* _What is asked_: Render every line of the rows below as a JSON list of strings, with one string per line and blank lines omitted.

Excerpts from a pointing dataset
⟨
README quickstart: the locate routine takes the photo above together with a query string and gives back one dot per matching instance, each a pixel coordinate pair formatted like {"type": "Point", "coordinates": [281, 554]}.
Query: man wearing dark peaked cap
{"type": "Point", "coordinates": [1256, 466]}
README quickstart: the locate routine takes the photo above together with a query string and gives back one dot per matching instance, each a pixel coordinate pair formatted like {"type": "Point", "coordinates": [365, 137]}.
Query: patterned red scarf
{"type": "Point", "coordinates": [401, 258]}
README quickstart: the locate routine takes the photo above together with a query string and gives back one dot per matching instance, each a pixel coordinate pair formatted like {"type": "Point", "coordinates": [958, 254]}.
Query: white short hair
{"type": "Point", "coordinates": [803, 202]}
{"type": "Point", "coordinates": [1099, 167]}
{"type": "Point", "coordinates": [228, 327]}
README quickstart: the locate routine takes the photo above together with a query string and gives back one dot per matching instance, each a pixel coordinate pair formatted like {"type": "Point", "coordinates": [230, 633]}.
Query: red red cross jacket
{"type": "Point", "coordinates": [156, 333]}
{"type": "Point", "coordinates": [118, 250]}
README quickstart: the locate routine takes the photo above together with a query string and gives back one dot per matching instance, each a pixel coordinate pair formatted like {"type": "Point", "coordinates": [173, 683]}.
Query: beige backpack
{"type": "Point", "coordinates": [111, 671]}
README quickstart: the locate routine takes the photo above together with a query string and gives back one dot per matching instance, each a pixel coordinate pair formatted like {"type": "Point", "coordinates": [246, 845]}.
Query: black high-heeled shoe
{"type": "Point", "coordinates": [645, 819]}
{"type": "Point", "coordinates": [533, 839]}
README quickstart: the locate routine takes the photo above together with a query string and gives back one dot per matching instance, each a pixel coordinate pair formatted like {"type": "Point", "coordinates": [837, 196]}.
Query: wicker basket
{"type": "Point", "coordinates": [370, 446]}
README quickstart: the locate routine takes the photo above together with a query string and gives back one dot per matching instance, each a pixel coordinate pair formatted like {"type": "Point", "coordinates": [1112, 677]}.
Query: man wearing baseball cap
⟩
* _Written response_:
[
  "README quickstart: the locate routine takes the photo above together with a query string and gives back one dot per matching instance, each a pixel coordinate pair formatted like {\"type\": \"Point\", \"coordinates\": [281, 554]}.",
  "Query: man wearing dark peaked cap",
  "{\"type\": \"Point\", \"coordinates\": [1256, 466]}",
  "README quickstart: the locate routine takes the photo above together with a query string and gives back one dot per matching instance, each a pixel coordinate pair formatted like {\"type\": \"Point\", \"coordinates\": [365, 137]}.",
  "Query: patterned red scarf",
  "{\"type\": \"Point\", \"coordinates\": [401, 258]}",
  "README quickstart: the locate routine takes the photo above together with a query string and gives back one dot per matching instance, each a pixel coordinate pair formatted like {\"type\": \"Point\", \"coordinates\": [958, 254]}.",
  "Query: white short hair",
  "{\"type\": \"Point\", \"coordinates\": [803, 202]}",
  "{\"type\": \"Point\", \"coordinates\": [1099, 167]}",
  "{\"type\": \"Point\", \"coordinates\": [228, 327]}",
  "README quickstart: the locate routine takes the photo above together with a query string and gives back one dot per matching instance, each a pixel coordinate pair formatted like {\"type\": \"Point\", \"coordinates\": [230, 633]}.",
  "Query: red red cross jacket",
  "{\"type\": \"Point\", \"coordinates\": [156, 333]}",
  "{\"type\": \"Point\", \"coordinates\": [118, 250]}",
  "README quickstart: the locate routine takes the photo above together with a query string and gives back one dot per matching instance, each a pixel coordinate pair formatted like {\"type\": \"Point\", \"coordinates\": [173, 683]}.",
  "Query: beige backpack",
  "{\"type\": \"Point\", \"coordinates\": [111, 671]}",
  "README quickstart: the locate routine takes the photo above together with a query string and gives back one dot per matching instance, each a pixel coordinate pair formatted like {\"type\": \"Point\", \"coordinates\": [246, 845]}.",
  "Query: black high-heeled shoe",
  "{\"type\": \"Point\", \"coordinates\": [645, 819]}",
  "{\"type\": \"Point\", \"coordinates\": [533, 839]}",
  "README quickstart: the locate routine takes the photo above together with a query string and gives back one dot per matching instance, each a pixel coordinate pair formatted like {\"type\": \"Point\", \"coordinates\": [837, 196]}.",
  "Query: wicker basket",
  "{\"type\": \"Point\", \"coordinates\": [370, 446]}",
  "README quickstart: the locate routine takes the photo above together with a query string and gives back one dot per matching instance, each a pixel coordinate pair formatted like {\"type\": \"Point\", \"coordinates\": [1112, 677]}.",
  "Query: man wearing baseball cap"
]